Brief:
Extract each line of the items below that contains the word "green".

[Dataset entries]
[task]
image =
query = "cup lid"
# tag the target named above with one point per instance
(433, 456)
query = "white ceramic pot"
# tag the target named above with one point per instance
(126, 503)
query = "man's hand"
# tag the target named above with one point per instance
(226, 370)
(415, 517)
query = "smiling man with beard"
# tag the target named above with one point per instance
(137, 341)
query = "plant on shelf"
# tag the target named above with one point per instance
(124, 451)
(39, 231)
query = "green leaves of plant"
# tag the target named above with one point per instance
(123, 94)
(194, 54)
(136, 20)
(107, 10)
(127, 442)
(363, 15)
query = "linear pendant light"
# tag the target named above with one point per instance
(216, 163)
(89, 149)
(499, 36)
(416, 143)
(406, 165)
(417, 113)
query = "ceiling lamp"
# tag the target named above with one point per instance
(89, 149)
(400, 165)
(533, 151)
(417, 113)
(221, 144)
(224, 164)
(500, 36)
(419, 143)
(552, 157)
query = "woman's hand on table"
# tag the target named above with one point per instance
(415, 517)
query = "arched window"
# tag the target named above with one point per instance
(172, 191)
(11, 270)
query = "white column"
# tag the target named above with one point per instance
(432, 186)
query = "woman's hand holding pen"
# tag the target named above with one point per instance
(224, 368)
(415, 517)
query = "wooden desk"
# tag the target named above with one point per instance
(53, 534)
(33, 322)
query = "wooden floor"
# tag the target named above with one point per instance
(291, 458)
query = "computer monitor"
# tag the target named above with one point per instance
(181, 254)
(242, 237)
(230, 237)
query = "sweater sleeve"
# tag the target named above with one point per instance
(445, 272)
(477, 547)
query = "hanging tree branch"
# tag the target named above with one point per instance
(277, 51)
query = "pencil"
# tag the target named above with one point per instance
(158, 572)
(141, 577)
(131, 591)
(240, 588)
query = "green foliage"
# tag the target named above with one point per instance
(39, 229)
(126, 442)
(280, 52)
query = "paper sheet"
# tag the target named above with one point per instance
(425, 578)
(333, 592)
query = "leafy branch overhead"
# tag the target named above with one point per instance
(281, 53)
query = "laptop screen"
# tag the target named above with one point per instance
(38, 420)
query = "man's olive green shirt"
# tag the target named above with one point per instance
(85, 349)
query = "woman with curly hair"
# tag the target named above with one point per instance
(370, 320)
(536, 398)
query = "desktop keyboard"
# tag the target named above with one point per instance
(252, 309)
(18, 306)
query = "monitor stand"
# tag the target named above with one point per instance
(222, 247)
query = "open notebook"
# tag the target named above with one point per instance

Finished task:
query = "green leaves of plant"
query = "green foliage"
query = "man's olive green shirt"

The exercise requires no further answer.